## TASK INSTRUCTIONS
Print the listing below line for line, with no changes to any of it.

## RECORDS FOR PROCESSING
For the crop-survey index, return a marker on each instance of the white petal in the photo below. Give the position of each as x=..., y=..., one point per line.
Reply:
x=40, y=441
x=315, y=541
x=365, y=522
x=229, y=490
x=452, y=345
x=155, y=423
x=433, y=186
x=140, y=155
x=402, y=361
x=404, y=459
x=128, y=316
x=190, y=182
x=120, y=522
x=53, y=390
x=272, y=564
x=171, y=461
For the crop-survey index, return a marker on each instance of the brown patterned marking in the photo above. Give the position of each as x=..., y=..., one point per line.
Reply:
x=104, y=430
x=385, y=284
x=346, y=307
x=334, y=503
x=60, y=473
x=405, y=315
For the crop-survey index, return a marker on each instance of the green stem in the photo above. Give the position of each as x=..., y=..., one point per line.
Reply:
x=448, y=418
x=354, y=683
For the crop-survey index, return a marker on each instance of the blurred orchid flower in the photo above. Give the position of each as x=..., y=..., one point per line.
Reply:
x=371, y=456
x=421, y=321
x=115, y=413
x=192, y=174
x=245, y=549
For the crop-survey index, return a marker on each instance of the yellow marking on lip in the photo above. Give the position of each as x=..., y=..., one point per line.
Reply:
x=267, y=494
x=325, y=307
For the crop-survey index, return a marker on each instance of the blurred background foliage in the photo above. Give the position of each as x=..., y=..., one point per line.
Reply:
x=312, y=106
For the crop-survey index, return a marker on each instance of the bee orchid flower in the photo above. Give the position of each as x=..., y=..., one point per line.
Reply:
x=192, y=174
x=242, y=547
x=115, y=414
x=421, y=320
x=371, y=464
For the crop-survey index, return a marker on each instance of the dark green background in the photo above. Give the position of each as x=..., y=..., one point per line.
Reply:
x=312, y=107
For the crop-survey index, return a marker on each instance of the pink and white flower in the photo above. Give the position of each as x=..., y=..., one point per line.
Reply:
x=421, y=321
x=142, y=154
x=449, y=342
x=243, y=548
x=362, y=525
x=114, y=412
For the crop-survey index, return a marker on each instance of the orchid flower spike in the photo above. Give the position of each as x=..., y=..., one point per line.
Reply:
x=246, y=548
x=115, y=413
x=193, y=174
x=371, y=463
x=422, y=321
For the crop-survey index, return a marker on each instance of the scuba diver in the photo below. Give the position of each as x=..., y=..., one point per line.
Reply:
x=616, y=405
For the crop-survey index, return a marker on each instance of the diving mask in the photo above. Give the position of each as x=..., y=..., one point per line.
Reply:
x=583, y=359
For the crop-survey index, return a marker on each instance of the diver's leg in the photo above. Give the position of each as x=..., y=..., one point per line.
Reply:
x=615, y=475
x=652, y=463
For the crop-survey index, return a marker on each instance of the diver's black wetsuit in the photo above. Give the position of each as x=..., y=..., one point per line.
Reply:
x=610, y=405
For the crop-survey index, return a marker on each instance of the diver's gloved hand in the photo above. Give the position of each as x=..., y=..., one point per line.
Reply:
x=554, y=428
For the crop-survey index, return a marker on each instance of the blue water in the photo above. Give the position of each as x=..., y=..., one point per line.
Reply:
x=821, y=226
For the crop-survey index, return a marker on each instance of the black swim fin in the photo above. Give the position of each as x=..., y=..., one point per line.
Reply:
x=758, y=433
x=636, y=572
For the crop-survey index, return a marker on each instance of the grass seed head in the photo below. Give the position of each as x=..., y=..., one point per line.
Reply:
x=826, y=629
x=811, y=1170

## PROBLEM SOLUTION
For the crop-survey index, return a marker on each instance of the white petal in the photo below. Give the position of each as x=..., y=..., one point per line.
Reply:
x=40, y=441
x=315, y=541
x=365, y=522
x=229, y=490
x=452, y=345
x=155, y=423
x=433, y=186
x=140, y=155
x=402, y=361
x=404, y=459
x=128, y=316
x=190, y=182
x=120, y=522
x=53, y=390
x=272, y=564
x=171, y=461
For the crop-survey index, return a marker on each instance of the brown patterned marking in the photo above. Give the position of each as x=..., y=..., one point per line.
Reply:
x=104, y=430
x=385, y=284
x=346, y=307
x=334, y=503
x=60, y=473
x=405, y=315
For the crop-survey index, return a marker on each instance of the green stem in the photo above. Give the position of each as x=..., y=..., one point per line.
Reply:
x=448, y=418
x=354, y=683
For the crop-survey index, return a marker on each instance of the blurred orchid flower in the photo above. Give the position of each as x=..., y=..., one point per line.
Reply:
x=371, y=456
x=421, y=321
x=115, y=413
x=192, y=174
x=245, y=549
For the crop-survey index, return a marker on each instance of the yellow marking on lip in the photo above. Give the position of each as x=..., y=..., one point per line.
Reply:
x=267, y=494
x=325, y=307
For the crop-survey index, return a marker on each instance of the blurred background foliage in the photo above. Give the position of each as x=..., y=..., one point per line.
Reply:
x=312, y=106
For the crop-survey index, return a marker on each instance of the bee orchid flower in the photo above. Give the position of each as x=..., y=..., one point per line.
Reply:
x=192, y=174
x=242, y=547
x=115, y=414
x=421, y=320
x=371, y=464
For the crop-survey index, return a marker on each instance of the dark green background in the photo above. Give the position of each as x=..., y=..., one point per line.
Reply:
x=312, y=107
For the crop-survey index, return a marker on each instance of the pink and white flower in the photo above. Give the position of each as x=..., y=..., one point per line.
Reply:
x=421, y=321
x=142, y=154
x=449, y=342
x=243, y=548
x=362, y=525
x=114, y=412
For the crop-survey index, return a marker on each instance of the orchid flower spike in the photo above. Give the position of each as x=..., y=..., one point per line.
Reply:
x=246, y=548
x=115, y=413
x=193, y=174
x=371, y=463
x=422, y=321
For the crop-survey index, return a marker on each instance of the scuba diver in the photo below. Give the position of each as x=..., y=..., one point per line.
Reply:
x=616, y=405
For the crop-survey index, return a marker on each instance of the diving mask in the photo above. Give the position of each as x=..., y=..., one point per line.
Reply:
x=583, y=359
For the crop-survey index, return a marker on each instance of the diver's leg in the photo above. Give the position of each as x=..., y=..., one point per line.
Reply:
x=615, y=475
x=652, y=463
For the crop-survey index, return a marker on each instance of the diver's black wetsuit in the photo above. Give the position of each as x=..., y=..., one point per line.
Reply:
x=610, y=405
For the crop-survey index, return a marker on each instance of the diver's gloved hand in the photo above. Give the position of each as x=..., y=..., one point per line.
Reply:
x=554, y=428
For the crop-survey index, return a marker on each instance of the blue water in the photo above. Give the position of each as x=..., y=..., one point per line.
Reply:
x=821, y=226
For the crop-survey index, return a marker on each instance of the black swim fin in the photo above. Give the position of each as x=..., y=..., one point per line.
Reply:
x=758, y=433
x=636, y=572
For the crop-survey index, return a marker on each instance of the grass seed head in the photo below. Give the position of each as x=..., y=..., one point per line.
Reply:
x=826, y=629
x=811, y=1170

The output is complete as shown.